--- ACTION ITEM ---
Look for the string "railing" in the listing below and copy every line in which it appears.

*** Opening of THE DATA ***

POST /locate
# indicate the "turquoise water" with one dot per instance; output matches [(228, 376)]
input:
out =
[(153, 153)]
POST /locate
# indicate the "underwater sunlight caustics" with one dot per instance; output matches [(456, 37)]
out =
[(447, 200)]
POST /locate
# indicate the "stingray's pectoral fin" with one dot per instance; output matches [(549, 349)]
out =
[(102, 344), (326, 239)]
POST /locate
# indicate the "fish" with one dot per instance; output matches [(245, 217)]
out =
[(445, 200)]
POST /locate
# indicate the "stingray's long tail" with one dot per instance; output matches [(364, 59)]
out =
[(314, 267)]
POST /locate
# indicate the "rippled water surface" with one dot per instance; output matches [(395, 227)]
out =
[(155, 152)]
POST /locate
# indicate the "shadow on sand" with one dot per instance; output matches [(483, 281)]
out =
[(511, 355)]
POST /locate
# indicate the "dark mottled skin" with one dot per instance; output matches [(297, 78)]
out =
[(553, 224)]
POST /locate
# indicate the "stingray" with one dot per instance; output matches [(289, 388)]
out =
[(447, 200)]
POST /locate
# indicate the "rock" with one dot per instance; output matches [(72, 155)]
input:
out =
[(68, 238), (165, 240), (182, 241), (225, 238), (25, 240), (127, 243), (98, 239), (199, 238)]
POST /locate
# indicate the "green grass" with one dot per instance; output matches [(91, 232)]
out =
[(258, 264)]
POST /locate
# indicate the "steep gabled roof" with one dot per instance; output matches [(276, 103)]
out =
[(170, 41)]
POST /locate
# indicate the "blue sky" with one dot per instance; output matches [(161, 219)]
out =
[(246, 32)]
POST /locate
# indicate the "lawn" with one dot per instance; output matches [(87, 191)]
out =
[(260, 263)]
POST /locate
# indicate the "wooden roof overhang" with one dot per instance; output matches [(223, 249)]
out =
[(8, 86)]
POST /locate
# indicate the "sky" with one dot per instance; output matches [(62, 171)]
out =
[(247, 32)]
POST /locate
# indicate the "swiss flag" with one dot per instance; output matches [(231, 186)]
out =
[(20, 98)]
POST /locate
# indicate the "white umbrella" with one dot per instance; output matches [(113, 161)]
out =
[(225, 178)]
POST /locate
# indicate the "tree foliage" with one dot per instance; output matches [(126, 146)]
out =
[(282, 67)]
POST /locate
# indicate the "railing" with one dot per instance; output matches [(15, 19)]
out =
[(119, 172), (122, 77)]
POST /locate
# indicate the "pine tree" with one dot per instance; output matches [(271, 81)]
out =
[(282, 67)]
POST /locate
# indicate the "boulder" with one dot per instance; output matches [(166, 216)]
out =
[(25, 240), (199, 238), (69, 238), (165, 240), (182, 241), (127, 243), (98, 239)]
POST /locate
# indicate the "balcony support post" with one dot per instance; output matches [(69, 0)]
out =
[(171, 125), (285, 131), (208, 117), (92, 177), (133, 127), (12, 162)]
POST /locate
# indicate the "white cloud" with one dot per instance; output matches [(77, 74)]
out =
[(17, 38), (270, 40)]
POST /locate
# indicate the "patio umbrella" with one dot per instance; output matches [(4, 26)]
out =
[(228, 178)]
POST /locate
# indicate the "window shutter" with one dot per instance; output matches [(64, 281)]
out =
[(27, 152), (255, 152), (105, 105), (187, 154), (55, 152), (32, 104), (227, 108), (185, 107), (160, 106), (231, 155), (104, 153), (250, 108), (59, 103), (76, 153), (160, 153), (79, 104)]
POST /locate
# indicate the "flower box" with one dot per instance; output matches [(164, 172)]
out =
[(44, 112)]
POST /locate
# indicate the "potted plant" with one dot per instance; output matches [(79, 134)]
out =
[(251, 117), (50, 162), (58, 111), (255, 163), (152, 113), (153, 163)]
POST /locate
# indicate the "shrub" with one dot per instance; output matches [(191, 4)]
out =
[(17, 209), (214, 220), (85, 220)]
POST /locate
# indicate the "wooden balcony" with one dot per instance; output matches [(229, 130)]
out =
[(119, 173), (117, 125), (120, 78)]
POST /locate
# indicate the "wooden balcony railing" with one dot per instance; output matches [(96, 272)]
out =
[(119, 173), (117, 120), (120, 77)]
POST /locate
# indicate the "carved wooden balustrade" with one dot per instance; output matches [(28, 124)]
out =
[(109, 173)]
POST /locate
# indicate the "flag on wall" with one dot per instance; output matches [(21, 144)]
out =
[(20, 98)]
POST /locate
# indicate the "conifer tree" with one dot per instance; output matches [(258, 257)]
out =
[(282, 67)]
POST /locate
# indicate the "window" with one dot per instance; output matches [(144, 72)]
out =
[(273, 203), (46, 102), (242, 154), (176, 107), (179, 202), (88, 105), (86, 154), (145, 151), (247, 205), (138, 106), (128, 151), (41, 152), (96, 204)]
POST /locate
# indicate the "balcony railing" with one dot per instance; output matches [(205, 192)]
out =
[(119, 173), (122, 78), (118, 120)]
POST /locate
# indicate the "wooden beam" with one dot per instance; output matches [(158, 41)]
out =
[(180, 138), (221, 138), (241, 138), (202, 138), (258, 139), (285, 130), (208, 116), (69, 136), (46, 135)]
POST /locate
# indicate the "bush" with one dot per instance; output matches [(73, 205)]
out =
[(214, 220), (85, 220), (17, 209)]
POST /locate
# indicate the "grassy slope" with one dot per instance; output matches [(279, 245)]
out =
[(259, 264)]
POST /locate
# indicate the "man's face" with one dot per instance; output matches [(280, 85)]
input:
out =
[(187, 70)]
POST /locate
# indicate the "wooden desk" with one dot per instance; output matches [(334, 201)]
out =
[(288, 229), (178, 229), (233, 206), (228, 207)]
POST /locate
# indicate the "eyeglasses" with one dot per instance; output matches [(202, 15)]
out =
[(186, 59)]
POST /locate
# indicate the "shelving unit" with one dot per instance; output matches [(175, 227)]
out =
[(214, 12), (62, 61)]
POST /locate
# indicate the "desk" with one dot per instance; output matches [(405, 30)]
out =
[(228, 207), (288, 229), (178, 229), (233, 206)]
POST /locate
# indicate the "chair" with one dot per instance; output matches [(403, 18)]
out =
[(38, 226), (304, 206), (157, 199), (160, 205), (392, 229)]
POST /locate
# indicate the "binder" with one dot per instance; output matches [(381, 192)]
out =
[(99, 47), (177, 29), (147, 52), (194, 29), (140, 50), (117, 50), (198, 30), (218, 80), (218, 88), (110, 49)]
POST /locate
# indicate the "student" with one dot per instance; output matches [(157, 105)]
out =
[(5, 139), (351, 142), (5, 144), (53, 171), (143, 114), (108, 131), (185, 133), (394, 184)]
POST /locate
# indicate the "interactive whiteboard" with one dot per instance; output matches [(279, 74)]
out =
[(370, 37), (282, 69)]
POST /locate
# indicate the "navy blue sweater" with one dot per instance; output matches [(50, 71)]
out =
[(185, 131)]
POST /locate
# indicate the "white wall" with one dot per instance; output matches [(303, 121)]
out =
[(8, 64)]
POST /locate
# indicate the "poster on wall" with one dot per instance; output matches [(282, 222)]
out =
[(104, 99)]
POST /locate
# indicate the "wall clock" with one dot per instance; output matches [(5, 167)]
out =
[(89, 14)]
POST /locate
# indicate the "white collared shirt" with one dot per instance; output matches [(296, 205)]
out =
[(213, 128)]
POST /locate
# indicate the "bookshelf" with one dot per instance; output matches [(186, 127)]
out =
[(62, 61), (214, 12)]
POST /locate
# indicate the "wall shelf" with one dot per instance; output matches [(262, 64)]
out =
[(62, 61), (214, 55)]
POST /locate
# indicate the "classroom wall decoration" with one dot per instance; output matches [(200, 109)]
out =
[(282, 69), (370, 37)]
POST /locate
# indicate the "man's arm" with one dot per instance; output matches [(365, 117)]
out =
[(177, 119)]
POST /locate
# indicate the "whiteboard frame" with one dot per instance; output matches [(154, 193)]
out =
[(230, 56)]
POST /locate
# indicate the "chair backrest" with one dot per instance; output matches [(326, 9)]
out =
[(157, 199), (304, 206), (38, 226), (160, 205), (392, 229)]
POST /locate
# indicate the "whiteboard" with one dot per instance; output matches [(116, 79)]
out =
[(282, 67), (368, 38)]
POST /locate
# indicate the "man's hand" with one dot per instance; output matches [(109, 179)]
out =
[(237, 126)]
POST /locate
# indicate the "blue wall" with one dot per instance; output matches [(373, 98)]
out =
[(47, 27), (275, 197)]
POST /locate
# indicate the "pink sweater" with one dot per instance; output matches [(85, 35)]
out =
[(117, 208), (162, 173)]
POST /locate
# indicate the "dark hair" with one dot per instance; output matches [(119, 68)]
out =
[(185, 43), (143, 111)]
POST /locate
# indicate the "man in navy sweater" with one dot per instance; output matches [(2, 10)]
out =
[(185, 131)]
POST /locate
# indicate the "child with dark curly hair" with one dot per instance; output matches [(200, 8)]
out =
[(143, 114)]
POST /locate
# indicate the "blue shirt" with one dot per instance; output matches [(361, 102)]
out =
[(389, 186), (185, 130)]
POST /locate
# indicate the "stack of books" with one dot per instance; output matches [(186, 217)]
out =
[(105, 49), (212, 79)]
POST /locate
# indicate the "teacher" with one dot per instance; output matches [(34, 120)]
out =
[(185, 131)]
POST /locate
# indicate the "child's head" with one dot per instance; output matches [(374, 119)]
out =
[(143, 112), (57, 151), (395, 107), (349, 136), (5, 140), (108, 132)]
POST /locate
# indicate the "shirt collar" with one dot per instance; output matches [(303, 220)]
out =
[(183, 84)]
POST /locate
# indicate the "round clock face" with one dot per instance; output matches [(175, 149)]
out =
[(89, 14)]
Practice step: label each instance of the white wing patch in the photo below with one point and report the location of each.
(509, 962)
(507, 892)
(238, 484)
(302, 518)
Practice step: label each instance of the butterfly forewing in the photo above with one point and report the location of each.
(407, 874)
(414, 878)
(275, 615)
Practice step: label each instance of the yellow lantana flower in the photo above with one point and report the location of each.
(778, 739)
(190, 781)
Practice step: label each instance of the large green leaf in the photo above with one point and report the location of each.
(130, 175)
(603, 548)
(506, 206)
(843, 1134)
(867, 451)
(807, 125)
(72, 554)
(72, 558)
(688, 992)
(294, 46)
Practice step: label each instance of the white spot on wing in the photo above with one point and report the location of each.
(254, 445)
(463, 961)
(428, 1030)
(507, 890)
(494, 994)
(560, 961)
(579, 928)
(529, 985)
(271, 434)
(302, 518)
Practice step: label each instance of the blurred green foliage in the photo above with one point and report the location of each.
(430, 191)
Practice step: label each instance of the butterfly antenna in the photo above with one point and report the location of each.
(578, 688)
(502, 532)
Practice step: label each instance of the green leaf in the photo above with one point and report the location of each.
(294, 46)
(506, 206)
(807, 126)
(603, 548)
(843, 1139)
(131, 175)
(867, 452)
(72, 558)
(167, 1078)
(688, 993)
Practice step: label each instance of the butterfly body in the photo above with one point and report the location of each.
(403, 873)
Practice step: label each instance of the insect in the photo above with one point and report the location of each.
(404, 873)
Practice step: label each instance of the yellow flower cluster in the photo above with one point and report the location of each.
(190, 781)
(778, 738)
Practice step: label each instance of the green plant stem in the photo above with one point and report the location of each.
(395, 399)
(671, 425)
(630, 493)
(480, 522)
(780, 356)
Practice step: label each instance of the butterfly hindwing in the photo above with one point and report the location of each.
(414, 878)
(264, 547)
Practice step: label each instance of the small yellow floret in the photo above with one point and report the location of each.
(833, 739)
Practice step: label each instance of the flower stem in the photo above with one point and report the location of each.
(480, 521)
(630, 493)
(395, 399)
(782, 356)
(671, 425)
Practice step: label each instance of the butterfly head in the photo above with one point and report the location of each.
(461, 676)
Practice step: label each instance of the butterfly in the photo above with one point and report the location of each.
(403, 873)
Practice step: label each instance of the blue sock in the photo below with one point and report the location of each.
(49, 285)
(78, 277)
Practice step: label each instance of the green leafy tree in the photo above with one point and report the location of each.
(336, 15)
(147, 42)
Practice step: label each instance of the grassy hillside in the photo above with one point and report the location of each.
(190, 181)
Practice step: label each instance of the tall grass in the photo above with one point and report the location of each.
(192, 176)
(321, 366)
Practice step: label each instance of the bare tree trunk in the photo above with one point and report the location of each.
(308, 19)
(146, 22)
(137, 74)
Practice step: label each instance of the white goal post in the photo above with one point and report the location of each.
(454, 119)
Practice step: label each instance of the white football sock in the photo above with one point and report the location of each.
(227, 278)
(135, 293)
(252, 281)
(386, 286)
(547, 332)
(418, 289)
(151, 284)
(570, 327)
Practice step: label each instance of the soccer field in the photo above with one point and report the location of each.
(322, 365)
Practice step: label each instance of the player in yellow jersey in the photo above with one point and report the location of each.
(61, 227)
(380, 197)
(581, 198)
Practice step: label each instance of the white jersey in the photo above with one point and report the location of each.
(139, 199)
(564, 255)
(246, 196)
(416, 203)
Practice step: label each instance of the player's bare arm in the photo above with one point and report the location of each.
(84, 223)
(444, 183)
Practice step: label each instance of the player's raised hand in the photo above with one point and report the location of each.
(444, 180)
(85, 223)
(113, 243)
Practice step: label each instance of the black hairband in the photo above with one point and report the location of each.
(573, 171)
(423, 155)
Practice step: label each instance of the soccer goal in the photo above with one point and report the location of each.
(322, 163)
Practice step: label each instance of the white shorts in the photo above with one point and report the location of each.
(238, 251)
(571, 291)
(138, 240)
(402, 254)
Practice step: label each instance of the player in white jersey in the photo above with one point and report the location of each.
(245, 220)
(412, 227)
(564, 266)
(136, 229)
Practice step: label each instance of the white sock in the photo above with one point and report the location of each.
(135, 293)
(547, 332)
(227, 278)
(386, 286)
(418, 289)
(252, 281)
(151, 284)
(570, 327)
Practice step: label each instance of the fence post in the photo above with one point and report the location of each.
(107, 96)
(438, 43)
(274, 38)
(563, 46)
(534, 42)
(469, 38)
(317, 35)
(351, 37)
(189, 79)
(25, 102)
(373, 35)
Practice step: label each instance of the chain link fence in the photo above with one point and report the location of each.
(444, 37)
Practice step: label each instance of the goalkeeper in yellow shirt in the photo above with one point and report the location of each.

*** Close of THE DATA ***

--- RESPONSE TO THIS EXERCISE ---
# indicate the "railing" with one dot per instance; output matches [(15, 19)]
# indicate the "wooden balcony railing" with one dot per instance; output matches [(96, 272)]
# indicate the "balcony railing" with one dot per instance; output matches [(205, 192)]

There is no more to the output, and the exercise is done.